> _Information given_
◆ ◆ ◆ ◆ ◆ ◆ ◆

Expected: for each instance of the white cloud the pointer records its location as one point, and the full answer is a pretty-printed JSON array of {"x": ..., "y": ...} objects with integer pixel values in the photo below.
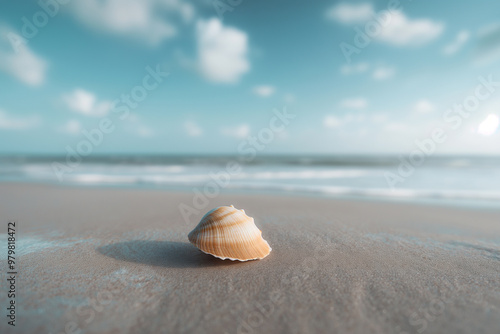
[
  {"x": 402, "y": 31},
  {"x": 351, "y": 13},
  {"x": 460, "y": 40},
  {"x": 72, "y": 127},
  {"x": 141, "y": 19},
  {"x": 332, "y": 122},
  {"x": 488, "y": 44},
  {"x": 84, "y": 102},
  {"x": 264, "y": 90},
  {"x": 354, "y": 103},
  {"x": 21, "y": 62},
  {"x": 8, "y": 122},
  {"x": 383, "y": 73},
  {"x": 354, "y": 69},
  {"x": 489, "y": 126},
  {"x": 424, "y": 106},
  {"x": 395, "y": 28},
  {"x": 222, "y": 51},
  {"x": 240, "y": 132},
  {"x": 193, "y": 129}
]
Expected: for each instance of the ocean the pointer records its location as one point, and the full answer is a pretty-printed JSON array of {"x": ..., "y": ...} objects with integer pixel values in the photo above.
[{"x": 453, "y": 180}]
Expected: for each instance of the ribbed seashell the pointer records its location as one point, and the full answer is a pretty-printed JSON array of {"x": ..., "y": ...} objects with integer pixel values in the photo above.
[{"x": 228, "y": 233}]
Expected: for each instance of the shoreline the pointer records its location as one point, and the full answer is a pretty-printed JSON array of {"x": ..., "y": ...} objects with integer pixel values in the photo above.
[
  {"x": 107, "y": 260},
  {"x": 489, "y": 205}
]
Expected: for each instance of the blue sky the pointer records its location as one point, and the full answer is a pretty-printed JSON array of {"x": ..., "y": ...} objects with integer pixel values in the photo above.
[{"x": 228, "y": 72}]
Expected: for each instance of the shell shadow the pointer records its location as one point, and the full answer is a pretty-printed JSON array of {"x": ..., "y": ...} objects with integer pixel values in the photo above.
[{"x": 168, "y": 254}]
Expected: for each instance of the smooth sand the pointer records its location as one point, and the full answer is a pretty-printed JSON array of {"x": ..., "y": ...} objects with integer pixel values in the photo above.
[{"x": 118, "y": 261}]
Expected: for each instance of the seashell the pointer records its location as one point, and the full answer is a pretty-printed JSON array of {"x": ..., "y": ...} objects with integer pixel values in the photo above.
[{"x": 228, "y": 233}]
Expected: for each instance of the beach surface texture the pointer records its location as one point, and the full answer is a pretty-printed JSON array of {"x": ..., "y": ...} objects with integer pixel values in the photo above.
[{"x": 93, "y": 260}]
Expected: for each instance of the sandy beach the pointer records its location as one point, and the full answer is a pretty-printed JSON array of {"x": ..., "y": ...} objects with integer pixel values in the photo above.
[{"x": 94, "y": 260}]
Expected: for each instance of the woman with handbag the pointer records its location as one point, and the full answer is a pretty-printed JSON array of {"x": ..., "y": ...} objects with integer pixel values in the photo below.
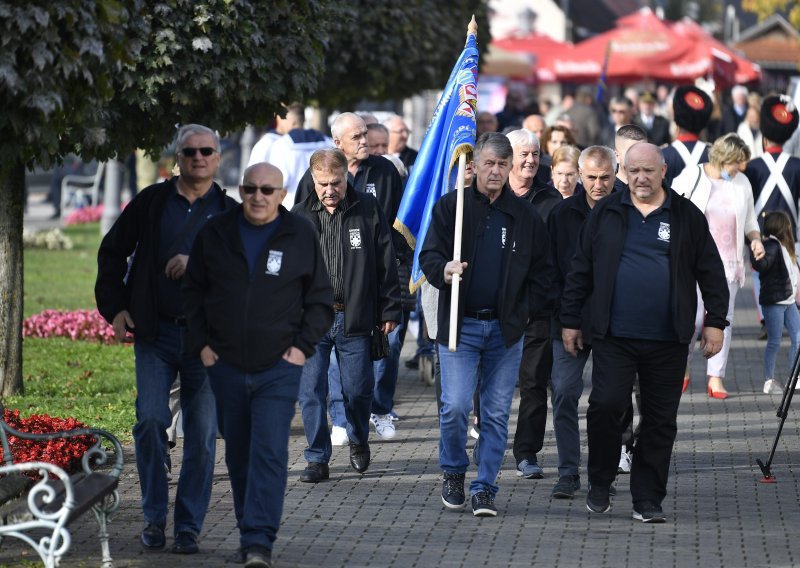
[{"x": 724, "y": 194}]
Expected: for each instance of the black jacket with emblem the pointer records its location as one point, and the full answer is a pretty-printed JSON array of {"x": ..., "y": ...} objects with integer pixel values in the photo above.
[
  {"x": 250, "y": 320},
  {"x": 526, "y": 267},
  {"x": 122, "y": 287},
  {"x": 694, "y": 260},
  {"x": 371, "y": 285}
]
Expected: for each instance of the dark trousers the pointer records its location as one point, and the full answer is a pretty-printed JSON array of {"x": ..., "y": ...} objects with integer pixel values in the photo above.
[
  {"x": 660, "y": 366},
  {"x": 534, "y": 375}
]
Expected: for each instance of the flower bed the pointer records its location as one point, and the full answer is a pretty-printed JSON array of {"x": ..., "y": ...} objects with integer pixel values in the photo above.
[
  {"x": 65, "y": 453},
  {"x": 86, "y": 325}
]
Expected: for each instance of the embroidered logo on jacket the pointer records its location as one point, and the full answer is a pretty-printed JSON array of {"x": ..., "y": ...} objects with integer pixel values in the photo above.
[
  {"x": 663, "y": 232},
  {"x": 355, "y": 239},
  {"x": 274, "y": 262}
]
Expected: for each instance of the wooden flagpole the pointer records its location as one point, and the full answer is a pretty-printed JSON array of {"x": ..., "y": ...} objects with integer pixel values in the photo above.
[{"x": 462, "y": 166}]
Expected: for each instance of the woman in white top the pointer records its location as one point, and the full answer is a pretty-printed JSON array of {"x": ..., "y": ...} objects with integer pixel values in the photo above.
[{"x": 724, "y": 194}]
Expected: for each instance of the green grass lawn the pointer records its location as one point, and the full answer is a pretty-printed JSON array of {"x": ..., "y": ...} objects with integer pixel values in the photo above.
[{"x": 92, "y": 382}]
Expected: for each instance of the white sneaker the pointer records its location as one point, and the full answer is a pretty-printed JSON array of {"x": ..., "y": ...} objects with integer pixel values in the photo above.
[
  {"x": 339, "y": 436},
  {"x": 625, "y": 460},
  {"x": 384, "y": 426}
]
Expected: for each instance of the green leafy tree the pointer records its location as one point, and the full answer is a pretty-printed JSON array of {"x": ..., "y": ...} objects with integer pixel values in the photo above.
[
  {"x": 393, "y": 49},
  {"x": 101, "y": 77}
]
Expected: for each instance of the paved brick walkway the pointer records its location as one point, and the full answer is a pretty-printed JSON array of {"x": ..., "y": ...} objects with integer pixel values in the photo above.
[{"x": 719, "y": 515}]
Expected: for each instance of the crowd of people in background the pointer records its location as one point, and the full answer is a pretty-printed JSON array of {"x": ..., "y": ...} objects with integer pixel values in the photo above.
[{"x": 578, "y": 221}]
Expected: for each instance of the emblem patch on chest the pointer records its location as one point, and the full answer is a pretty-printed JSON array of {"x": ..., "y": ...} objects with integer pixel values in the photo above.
[
  {"x": 663, "y": 232},
  {"x": 274, "y": 262},
  {"x": 355, "y": 239}
]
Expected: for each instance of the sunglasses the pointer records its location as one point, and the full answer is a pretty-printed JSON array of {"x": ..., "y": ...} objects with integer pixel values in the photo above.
[
  {"x": 264, "y": 189},
  {"x": 192, "y": 152}
]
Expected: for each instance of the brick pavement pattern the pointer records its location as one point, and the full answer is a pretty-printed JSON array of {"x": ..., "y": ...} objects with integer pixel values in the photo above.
[{"x": 718, "y": 513}]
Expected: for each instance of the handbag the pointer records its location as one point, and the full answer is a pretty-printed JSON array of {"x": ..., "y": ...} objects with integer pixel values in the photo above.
[{"x": 379, "y": 344}]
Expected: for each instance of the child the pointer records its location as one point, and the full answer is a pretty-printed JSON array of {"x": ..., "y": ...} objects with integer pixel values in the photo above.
[{"x": 778, "y": 289}]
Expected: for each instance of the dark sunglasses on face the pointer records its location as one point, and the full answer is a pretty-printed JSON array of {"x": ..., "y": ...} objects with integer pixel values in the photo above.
[
  {"x": 192, "y": 152},
  {"x": 264, "y": 189}
]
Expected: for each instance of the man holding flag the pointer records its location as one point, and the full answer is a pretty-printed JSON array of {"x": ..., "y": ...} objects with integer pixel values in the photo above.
[{"x": 505, "y": 275}]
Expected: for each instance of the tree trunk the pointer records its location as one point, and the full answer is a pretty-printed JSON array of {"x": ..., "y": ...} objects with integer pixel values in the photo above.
[{"x": 12, "y": 201}]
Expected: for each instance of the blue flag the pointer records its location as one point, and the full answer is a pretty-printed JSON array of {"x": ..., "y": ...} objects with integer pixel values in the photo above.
[{"x": 450, "y": 134}]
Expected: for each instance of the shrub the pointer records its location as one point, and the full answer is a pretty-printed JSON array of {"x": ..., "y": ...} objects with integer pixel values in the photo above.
[
  {"x": 66, "y": 453},
  {"x": 52, "y": 239}
]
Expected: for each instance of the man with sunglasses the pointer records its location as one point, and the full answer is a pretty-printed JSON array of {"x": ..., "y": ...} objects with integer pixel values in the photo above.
[
  {"x": 357, "y": 247},
  {"x": 141, "y": 262},
  {"x": 258, "y": 299}
]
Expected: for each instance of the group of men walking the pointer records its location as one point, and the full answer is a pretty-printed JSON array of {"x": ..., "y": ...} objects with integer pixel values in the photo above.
[{"x": 248, "y": 302}]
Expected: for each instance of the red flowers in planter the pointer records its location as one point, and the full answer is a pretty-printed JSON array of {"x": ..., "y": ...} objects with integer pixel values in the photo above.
[
  {"x": 86, "y": 325},
  {"x": 66, "y": 453}
]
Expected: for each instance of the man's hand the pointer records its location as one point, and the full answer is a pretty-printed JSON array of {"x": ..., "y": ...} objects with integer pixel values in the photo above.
[
  {"x": 176, "y": 266},
  {"x": 711, "y": 342},
  {"x": 121, "y": 320},
  {"x": 208, "y": 357},
  {"x": 573, "y": 340},
  {"x": 294, "y": 356},
  {"x": 453, "y": 267}
]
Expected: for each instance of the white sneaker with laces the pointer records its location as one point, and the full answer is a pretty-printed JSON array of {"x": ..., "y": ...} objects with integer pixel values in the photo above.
[
  {"x": 624, "y": 461},
  {"x": 771, "y": 386},
  {"x": 339, "y": 436},
  {"x": 384, "y": 426}
]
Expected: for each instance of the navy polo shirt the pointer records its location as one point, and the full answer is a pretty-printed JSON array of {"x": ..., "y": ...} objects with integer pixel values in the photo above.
[
  {"x": 641, "y": 306},
  {"x": 177, "y": 212},
  {"x": 255, "y": 238},
  {"x": 490, "y": 250}
]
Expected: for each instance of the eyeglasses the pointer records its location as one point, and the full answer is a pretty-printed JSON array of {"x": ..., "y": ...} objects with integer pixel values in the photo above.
[
  {"x": 264, "y": 189},
  {"x": 190, "y": 152}
]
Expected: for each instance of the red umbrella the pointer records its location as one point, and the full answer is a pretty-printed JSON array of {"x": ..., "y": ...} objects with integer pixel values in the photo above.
[
  {"x": 745, "y": 71},
  {"x": 642, "y": 47},
  {"x": 538, "y": 47}
]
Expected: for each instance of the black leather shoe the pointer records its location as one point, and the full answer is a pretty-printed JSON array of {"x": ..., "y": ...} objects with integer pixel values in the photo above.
[
  {"x": 359, "y": 457},
  {"x": 315, "y": 472},
  {"x": 185, "y": 543},
  {"x": 152, "y": 537}
]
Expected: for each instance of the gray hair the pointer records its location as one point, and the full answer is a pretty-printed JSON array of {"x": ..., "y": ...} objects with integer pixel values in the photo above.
[
  {"x": 190, "y": 130},
  {"x": 379, "y": 127},
  {"x": 495, "y": 142},
  {"x": 601, "y": 154},
  {"x": 632, "y": 132},
  {"x": 523, "y": 137},
  {"x": 339, "y": 124}
]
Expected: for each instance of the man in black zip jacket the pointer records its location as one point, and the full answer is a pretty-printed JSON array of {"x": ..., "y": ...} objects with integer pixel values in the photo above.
[
  {"x": 506, "y": 274},
  {"x": 139, "y": 268},
  {"x": 357, "y": 247},
  {"x": 257, "y": 299},
  {"x": 641, "y": 255},
  {"x": 597, "y": 165}
]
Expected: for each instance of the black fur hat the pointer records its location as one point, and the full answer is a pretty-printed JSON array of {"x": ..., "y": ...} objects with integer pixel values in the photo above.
[
  {"x": 778, "y": 118},
  {"x": 691, "y": 108}
]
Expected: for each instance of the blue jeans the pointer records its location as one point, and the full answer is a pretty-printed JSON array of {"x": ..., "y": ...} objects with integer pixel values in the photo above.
[
  {"x": 567, "y": 387},
  {"x": 355, "y": 367},
  {"x": 255, "y": 412},
  {"x": 386, "y": 370},
  {"x": 157, "y": 365},
  {"x": 775, "y": 317},
  {"x": 335, "y": 396},
  {"x": 481, "y": 346}
]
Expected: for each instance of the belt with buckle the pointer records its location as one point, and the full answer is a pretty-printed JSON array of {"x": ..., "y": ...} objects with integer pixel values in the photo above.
[
  {"x": 484, "y": 315},
  {"x": 180, "y": 322}
]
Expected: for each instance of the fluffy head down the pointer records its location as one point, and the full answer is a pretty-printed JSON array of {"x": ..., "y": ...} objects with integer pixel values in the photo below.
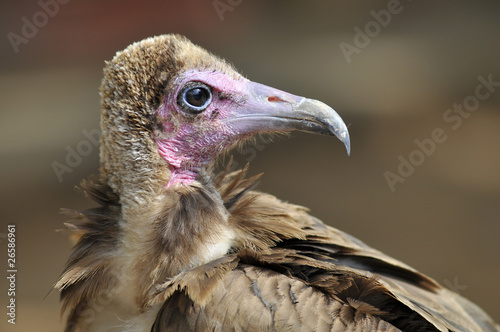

◆ ◆ ◆ ◆ ◆ ◆ ◆

> _Goal_
Please render the listing above, from the line with "Expected: for each instance of the black fur" through the end, as a JSON list of strings with one string per line, omitting blank lines and the pictures.

> _Final result_
[
  "Expected: for each instance of the black fur hat the pointer records its location as one point, and the full answer is a pretty-printed JSON array of {\"x\": ..., \"y\": ...} objects with integer pixel values in the photo above.",
  "[",
  "  {\"x\": 778, \"y\": 118},",
  "  {\"x\": 691, \"y\": 108}",
  "]",
  "Expected: for each instance of the blue jeans the pointer records its location as one point, and the full answer is a pretty-printed JSON array of {\"x\": ..., \"y\": ...} objects with integer pixel values in the photo above.",
  "[",
  "  {\"x\": 567, \"y\": 387},",
  "  {\"x\": 355, \"y\": 367},",
  "  {\"x\": 255, \"y\": 412},",
  "  {\"x\": 386, \"y\": 370},",
  "  {\"x\": 157, \"y\": 365},",
  "  {\"x\": 775, \"y\": 317},",
  "  {\"x\": 335, \"y\": 396},",
  "  {\"x\": 481, \"y\": 346}",
  "]",
  "Expected: for each instance of the belt with buckle the pointer records its location as one point, and the full answer is a pretty-printed JSON array of {\"x\": ..., \"y\": ...} objects with integer pixel values in the photo above.",
  "[",
  "  {\"x\": 484, \"y\": 315},",
  "  {\"x\": 180, \"y\": 322}",
  "]",
  "Expected: for each instance of the fluffy head down the pointer records its location as one point, and the full answer is a pretty-printed JSON array of {\"x\": ..., \"y\": ...} objects with integer pixel values in the photo below."
]